>>>

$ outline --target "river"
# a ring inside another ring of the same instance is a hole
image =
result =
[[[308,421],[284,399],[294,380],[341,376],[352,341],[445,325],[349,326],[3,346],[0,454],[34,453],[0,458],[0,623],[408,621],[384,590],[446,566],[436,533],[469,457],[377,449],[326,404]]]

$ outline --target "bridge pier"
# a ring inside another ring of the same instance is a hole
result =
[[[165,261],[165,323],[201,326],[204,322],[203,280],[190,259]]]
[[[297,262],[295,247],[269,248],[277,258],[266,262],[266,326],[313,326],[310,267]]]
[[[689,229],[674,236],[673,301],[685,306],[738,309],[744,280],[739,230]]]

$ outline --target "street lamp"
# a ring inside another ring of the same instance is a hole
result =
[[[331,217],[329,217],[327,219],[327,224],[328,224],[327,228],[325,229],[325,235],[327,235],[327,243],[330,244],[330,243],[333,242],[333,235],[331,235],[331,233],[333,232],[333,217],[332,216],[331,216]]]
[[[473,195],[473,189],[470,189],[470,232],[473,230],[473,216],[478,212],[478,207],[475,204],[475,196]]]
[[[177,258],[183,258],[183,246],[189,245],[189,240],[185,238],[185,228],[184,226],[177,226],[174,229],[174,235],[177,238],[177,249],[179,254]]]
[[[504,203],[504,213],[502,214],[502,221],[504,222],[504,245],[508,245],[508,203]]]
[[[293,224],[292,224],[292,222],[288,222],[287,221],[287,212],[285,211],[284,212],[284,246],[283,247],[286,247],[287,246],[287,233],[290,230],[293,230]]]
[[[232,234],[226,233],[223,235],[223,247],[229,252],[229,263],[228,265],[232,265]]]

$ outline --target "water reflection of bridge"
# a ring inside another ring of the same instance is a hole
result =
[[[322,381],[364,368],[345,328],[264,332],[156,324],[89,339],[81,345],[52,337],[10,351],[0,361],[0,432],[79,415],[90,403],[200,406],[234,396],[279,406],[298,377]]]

<<<

● Work required:
Please count the lines in the records above that contain the string "target", treating uppercase and lowercase as different, and reply with only that number.

● Written response:
4